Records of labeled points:
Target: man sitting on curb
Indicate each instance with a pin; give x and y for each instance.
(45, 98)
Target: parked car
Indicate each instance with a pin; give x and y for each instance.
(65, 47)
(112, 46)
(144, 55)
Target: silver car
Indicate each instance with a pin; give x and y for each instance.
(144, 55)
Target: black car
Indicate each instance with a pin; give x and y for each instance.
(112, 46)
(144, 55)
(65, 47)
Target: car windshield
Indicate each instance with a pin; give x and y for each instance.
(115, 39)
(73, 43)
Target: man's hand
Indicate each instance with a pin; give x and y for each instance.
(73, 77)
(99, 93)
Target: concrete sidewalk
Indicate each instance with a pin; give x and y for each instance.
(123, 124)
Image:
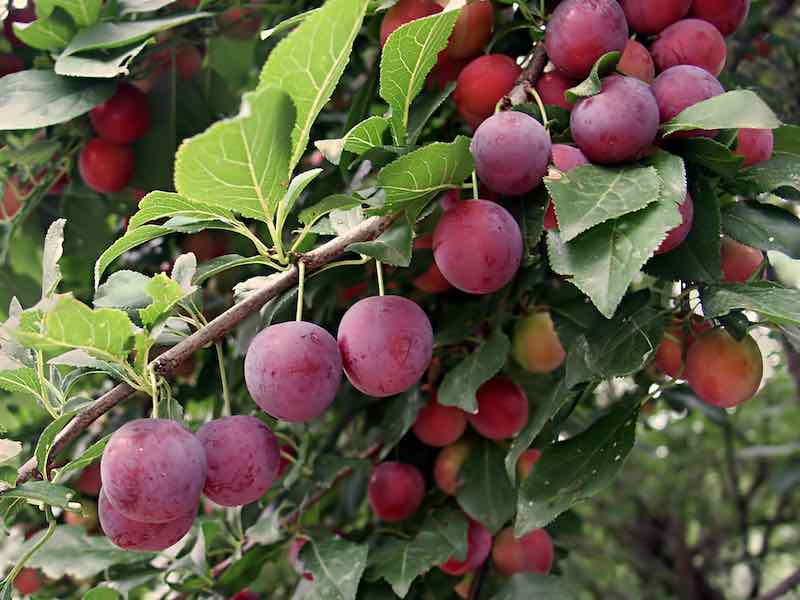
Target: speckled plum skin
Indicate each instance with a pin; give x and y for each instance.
(511, 151)
(617, 125)
(292, 370)
(680, 87)
(690, 42)
(477, 246)
(386, 344)
(648, 17)
(243, 457)
(128, 534)
(395, 491)
(153, 470)
(581, 31)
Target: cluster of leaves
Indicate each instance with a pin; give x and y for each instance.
(238, 176)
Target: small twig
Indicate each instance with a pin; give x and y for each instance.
(167, 362)
(520, 93)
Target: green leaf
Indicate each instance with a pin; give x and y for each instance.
(53, 250)
(525, 586)
(336, 564)
(130, 240)
(486, 494)
(46, 33)
(571, 471)
(22, 381)
(590, 195)
(732, 110)
(544, 409)
(45, 443)
(117, 35)
(407, 58)
(781, 171)
(459, 386)
(126, 290)
(166, 293)
(104, 333)
(698, 257)
(58, 558)
(400, 562)
(603, 261)
(773, 302)
(363, 137)
(708, 153)
(42, 492)
(592, 85)
(763, 226)
(309, 62)
(392, 247)
(400, 417)
(312, 214)
(101, 65)
(84, 12)
(33, 99)
(425, 172)
(241, 164)
(91, 454)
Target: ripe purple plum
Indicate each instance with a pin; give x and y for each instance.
(153, 470)
(725, 15)
(690, 42)
(477, 246)
(479, 545)
(648, 17)
(680, 87)
(404, 12)
(511, 151)
(636, 61)
(395, 491)
(722, 371)
(386, 344)
(617, 125)
(678, 234)
(439, 425)
(448, 465)
(755, 145)
(536, 346)
(128, 534)
(472, 30)
(243, 458)
(551, 88)
(581, 31)
(293, 370)
(564, 158)
(739, 262)
(482, 84)
(502, 409)
(526, 461)
(532, 553)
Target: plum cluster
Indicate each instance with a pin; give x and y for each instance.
(153, 472)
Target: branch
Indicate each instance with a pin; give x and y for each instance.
(521, 91)
(783, 588)
(167, 362)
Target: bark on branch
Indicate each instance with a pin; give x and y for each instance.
(167, 362)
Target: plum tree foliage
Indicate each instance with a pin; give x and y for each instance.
(348, 288)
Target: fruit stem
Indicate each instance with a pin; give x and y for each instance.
(301, 285)
(379, 270)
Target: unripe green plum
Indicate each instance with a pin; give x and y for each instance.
(532, 553)
(722, 371)
(536, 346)
(739, 262)
(448, 465)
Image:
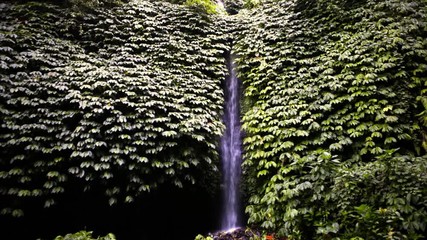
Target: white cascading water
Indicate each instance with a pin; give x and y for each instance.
(231, 151)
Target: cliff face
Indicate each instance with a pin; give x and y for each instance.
(333, 90)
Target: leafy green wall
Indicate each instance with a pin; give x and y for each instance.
(333, 94)
(122, 99)
(127, 98)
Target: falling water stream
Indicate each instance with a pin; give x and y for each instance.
(231, 151)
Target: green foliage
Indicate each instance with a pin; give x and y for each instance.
(398, 208)
(201, 237)
(119, 99)
(329, 85)
(204, 6)
(84, 235)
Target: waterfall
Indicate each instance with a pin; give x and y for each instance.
(231, 151)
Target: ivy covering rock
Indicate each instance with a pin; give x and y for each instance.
(334, 94)
(130, 97)
(122, 98)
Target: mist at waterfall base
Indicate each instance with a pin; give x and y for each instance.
(231, 152)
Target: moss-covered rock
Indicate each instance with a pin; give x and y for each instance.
(124, 98)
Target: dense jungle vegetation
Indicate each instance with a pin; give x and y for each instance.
(117, 105)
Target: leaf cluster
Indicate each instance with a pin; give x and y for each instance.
(121, 99)
(328, 84)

● Written task
Rewrite all the records with "pin" changed to "marker" and nothing else altered, and omit the pictures.

● Solution
Target: man sitting on curb
Indicate each instance with a marker; give x and y for each instance.
(45, 98)
Target: parked car
Indicate each instance with a marker; give x and y for each instance.
(65, 47)
(112, 46)
(144, 55)
Target: silver car
Indicate each instance with a marker; give x and y for each instance.
(144, 55)
Target: black car
Indicate each instance with a marker; give x and y for each instance.
(112, 46)
(144, 55)
(65, 47)
Target: car windshield
Indicate each instance with a marker; give x and y for each instance.
(115, 39)
(73, 43)
Target: man's hand
Indicate each instance with a marker; give x and y for each instance.
(73, 77)
(99, 93)
Target: concrete sidewalk
Indicate each instance with a marker; give x and y for each instance.
(123, 124)
Image:
Target: speckled plum skin
Indicate each instance with a marker; give x and y for each instance.
(511, 151)
(617, 125)
(292, 370)
(680, 87)
(690, 42)
(477, 246)
(386, 344)
(648, 17)
(243, 457)
(128, 534)
(395, 491)
(153, 470)
(581, 31)
Target: cluster of leaves
Indicate each instance with a marker; give x and y for each instance.
(238, 176)
Target: small twig
Indicate each instance with a marker; give x and y for each instance.
(167, 362)
(520, 93)
Target: green leaf
Indicate each instance with a marker; give x and y for each instance.
(53, 250)
(525, 586)
(336, 564)
(130, 240)
(486, 494)
(46, 33)
(571, 471)
(22, 381)
(590, 195)
(732, 110)
(544, 409)
(45, 443)
(117, 35)
(407, 58)
(781, 171)
(459, 386)
(126, 290)
(166, 293)
(104, 333)
(698, 257)
(58, 558)
(400, 562)
(603, 261)
(773, 302)
(363, 137)
(708, 153)
(42, 492)
(592, 85)
(763, 226)
(309, 62)
(392, 247)
(400, 417)
(312, 214)
(101, 65)
(84, 12)
(33, 99)
(425, 172)
(241, 164)
(91, 454)
Target: ripe purple plum
Indicate each instance with a marker; give x and y for each instance.
(153, 470)
(725, 15)
(690, 42)
(477, 246)
(479, 545)
(648, 17)
(680, 87)
(404, 12)
(511, 151)
(636, 61)
(395, 491)
(722, 371)
(386, 344)
(617, 125)
(678, 234)
(439, 425)
(448, 465)
(755, 145)
(536, 346)
(128, 534)
(472, 30)
(243, 458)
(551, 88)
(581, 31)
(293, 370)
(564, 158)
(739, 262)
(482, 84)
(502, 409)
(526, 461)
(532, 553)
Target: plum cluster
Indicate each instance with a marker; give x and y for each instance.
(153, 472)
Target: branch
Indicate each instance with a marker; give x and y for each instance.
(521, 91)
(783, 588)
(167, 362)
Target: bark on branch
Indicate each instance with a marker; give x and y for each instance.
(167, 362)
Target: plum tree foliage
Indicate each instance with a marker; give x and y for each instance.
(348, 288)
Target: fruit stem
Indicate each instance with a marker; give x and y for each instance.
(301, 285)
(379, 270)
Target: unripe green plum
Indicate each instance with a marker; give x and y for each instance.
(532, 553)
(722, 371)
(536, 346)
(739, 262)
(448, 465)
Image:
Target: white cascading water
Indicate each instance with a marker; give x and y for each instance.
(231, 151)
Target: cliff face
Indicate each instance with a marker; give x and y for each instance.
(333, 90)
Target: leafy green wall
Indicate each instance with a marker; give x and y for each instance.
(333, 94)
(122, 99)
(127, 98)
Target: falling water stream
Indicate each instance with a marker; give x and y for each instance.
(231, 151)
Target: green foliage
Indicate each instance with a marker; give x and y for each instance.
(398, 208)
(201, 237)
(119, 99)
(329, 85)
(204, 6)
(84, 235)
Target: waterfall
Indicate each instance with a marker; give x and y for each instance.
(231, 151)
Target: ivy covering rock
Indicate each instance with a marker; give x and y for each instance.
(334, 94)
(130, 97)
(122, 98)
Target: mist at waterfall base
Indicate each instance with a marker; give x and y for each instance.
(231, 152)
Target: moss-covered rock
Indicate each instance with a marker; give x and y for each instance.
(124, 98)
Target: dense jungle vegetation
Indicate each instance with a marker; give x and y for each instance.
(117, 105)
Target: leaf cluster
Indicate each instance with a marker; give x and y for each instance.
(121, 99)
(328, 84)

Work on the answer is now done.